● WHAT YOU ARE ASKED TO DO
Rewrite all of the entries below as a numbered list, omitting any blank lines.

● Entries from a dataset
++++

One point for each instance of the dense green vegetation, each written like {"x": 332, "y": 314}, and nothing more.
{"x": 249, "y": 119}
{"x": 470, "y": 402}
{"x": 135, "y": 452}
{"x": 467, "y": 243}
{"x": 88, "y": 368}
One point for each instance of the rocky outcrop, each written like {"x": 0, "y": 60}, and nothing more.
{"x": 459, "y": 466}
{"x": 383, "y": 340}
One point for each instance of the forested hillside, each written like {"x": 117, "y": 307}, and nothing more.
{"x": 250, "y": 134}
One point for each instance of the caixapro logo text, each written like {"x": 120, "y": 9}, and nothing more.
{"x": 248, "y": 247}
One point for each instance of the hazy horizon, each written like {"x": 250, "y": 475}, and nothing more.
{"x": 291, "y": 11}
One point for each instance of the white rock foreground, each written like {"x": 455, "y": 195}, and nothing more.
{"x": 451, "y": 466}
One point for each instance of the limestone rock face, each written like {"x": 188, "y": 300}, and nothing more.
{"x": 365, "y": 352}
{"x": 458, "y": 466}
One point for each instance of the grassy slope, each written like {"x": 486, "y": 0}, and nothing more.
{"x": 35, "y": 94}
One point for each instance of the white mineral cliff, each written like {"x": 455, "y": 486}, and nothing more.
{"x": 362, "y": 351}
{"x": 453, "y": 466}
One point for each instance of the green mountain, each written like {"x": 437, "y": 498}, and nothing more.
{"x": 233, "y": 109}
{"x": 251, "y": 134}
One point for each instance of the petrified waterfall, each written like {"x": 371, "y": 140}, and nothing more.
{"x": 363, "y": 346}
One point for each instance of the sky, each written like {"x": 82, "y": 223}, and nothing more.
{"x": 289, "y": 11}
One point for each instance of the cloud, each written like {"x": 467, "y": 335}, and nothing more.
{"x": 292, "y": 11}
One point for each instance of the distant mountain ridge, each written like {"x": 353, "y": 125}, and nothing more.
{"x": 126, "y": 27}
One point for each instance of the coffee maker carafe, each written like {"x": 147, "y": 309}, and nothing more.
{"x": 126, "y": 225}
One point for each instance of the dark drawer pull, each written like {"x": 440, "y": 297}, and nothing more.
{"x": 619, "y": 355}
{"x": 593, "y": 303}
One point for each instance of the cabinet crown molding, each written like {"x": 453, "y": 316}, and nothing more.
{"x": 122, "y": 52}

++++

● RIGHT ANSWER
1. One point for each instance of the dense green vegetation, each written like {"x": 332, "y": 314}, and nothing more.
2. {"x": 249, "y": 119}
3. {"x": 470, "y": 402}
4. {"x": 135, "y": 452}
5. {"x": 467, "y": 243}
6. {"x": 88, "y": 368}
7. One point for each instance of the rocky outcrop, each written like {"x": 0, "y": 60}, and nothing more.
8. {"x": 459, "y": 466}
9. {"x": 383, "y": 340}
10. One point for each instance of the forested hillside, each written like {"x": 117, "y": 307}, and nothing more.
11. {"x": 250, "y": 134}
12. One point for each instance of the caixapro logo text, each written like {"x": 120, "y": 9}, and nothing more.
13. {"x": 248, "y": 247}
14. One point for each instance of the hazy horizon, each written like {"x": 250, "y": 475}, and nothing more.
15. {"x": 291, "y": 11}
16. One point for each instance of the white rock foreground, each written like {"x": 455, "y": 195}, and nothing more.
17. {"x": 451, "y": 466}
18. One point for each instance of the limestone rock face, each written like {"x": 188, "y": 300}, and nothing more.
19. {"x": 365, "y": 352}
20. {"x": 458, "y": 466}
21. One point for each instance of the grassy slope, each written like {"x": 486, "y": 0}, and nothing more.
22. {"x": 35, "y": 94}
23. One point for each instance of the white mineral cliff, each written like {"x": 455, "y": 486}, and nothing more.
24. {"x": 362, "y": 351}
25. {"x": 453, "y": 466}
26. One point for each instance of the green mountain, each written like {"x": 437, "y": 498}, and nothing more.
27. {"x": 233, "y": 109}
28. {"x": 251, "y": 134}
29. One point for each instance of the petrified waterfall, each written like {"x": 371, "y": 140}, and nothing more.
30. {"x": 363, "y": 346}
31. One point for each instance of the sky, each written like {"x": 82, "y": 223}, and nothing more.
32. {"x": 289, "y": 11}
33. One point for each instance of the cloud, each written like {"x": 467, "y": 335}, and nothing more.
34. {"x": 292, "y": 11}
35. One point for each instance of the distant mountain ridge, each written like {"x": 353, "y": 125}, and nothing more.
36. {"x": 126, "y": 27}
37. One point for each instance of the coffee maker carafe, each written like {"x": 147, "y": 309}, and nothing more.
38. {"x": 126, "y": 225}
39. One point for each instance of the dark drawer pull, each written like {"x": 440, "y": 297}, and nothing more.
40. {"x": 619, "y": 355}
41. {"x": 593, "y": 303}
42. One point for each instance of the cabinet crown molding, each written like {"x": 453, "y": 316}, and nothing more.
43. {"x": 122, "y": 52}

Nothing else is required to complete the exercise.